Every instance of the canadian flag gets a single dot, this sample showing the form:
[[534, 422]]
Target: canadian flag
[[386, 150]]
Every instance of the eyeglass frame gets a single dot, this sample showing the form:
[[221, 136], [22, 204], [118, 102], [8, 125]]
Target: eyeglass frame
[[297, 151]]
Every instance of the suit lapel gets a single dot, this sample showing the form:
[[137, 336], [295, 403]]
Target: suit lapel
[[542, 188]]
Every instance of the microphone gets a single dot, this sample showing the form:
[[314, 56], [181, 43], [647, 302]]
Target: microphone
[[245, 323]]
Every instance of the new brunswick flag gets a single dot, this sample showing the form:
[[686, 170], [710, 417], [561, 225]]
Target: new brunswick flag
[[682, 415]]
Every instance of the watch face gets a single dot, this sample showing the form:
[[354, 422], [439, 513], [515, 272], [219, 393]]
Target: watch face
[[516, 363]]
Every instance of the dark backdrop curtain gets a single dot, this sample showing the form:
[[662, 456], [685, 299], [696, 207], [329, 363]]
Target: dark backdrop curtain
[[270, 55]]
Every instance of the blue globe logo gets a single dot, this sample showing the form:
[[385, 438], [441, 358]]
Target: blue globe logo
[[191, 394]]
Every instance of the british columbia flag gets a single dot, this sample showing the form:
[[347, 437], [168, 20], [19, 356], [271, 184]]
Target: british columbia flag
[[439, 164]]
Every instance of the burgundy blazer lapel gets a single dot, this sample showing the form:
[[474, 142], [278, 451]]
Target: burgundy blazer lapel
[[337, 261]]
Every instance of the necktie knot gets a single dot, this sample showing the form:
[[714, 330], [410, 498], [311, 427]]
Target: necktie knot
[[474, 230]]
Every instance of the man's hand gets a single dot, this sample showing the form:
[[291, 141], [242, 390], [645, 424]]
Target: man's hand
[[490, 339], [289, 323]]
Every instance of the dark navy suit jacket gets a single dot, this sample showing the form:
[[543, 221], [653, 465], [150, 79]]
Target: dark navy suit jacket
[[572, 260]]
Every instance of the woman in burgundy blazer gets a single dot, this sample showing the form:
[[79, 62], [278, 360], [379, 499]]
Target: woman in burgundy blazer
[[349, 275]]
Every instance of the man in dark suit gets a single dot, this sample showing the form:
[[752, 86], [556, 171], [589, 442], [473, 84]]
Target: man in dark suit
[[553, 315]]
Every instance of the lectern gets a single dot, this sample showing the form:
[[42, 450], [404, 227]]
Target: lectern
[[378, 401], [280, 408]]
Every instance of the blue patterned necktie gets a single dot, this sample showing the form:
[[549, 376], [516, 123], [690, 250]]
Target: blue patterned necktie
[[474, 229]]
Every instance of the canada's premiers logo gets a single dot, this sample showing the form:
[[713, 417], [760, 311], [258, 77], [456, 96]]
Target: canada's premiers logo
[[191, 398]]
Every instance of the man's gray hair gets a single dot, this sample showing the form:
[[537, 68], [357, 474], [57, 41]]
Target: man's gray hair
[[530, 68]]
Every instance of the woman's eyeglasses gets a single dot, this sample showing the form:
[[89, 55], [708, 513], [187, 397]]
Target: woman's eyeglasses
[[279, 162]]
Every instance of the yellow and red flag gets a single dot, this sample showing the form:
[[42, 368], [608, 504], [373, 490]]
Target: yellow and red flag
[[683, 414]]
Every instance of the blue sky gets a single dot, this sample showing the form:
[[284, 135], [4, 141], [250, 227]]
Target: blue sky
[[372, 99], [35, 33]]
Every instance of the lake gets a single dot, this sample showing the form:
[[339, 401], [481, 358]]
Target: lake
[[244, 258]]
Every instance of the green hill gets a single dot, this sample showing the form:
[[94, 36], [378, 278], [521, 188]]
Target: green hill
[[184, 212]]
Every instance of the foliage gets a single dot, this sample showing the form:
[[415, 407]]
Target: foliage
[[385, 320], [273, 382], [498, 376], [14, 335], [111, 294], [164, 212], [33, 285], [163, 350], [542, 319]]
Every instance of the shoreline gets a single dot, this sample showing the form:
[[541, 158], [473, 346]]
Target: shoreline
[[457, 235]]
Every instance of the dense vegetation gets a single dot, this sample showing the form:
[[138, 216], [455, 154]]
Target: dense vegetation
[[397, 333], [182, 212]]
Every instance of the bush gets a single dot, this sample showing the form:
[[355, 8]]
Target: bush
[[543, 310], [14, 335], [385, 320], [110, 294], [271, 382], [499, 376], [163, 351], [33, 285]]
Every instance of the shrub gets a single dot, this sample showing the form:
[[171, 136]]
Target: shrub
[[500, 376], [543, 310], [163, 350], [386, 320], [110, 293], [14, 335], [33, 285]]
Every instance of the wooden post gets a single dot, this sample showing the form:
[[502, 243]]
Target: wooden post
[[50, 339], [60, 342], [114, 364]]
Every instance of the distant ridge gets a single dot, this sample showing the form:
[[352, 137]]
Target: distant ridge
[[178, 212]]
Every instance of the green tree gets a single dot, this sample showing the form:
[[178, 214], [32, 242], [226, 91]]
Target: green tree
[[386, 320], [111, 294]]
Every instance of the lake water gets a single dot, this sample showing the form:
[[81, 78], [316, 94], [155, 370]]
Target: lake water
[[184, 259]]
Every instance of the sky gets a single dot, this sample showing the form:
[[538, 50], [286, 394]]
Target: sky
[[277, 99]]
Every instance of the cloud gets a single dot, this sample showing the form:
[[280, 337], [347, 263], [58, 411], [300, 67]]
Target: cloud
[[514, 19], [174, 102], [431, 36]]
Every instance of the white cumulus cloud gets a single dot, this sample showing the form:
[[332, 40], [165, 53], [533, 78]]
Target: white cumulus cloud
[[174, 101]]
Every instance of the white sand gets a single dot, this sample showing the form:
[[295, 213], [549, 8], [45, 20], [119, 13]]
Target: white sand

▶ _What to work on_
Look above for the line with "Target: british columbia flag" and the line with "[[291, 141], [242, 390], [645, 424]]". Retype those two lines and every line between them exactly, adding nothing.

▶ _Response for this exercise_
Target: british columbia flag
[[439, 164]]
Every instance of the burgundy blazer lapel gets a single dot, this sample showing the form:
[[474, 142], [278, 451]]
Target: burgundy blazer lapel
[[337, 261]]
Every instance of the necktie knot gets a single dot, this sample showing the form:
[[714, 330], [410, 498], [311, 427]]
Target: necktie knot
[[474, 230]]
Every instance of the man's hand gets a single dot, this sample showing the form:
[[291, 141], [242, 390], [645, 424]]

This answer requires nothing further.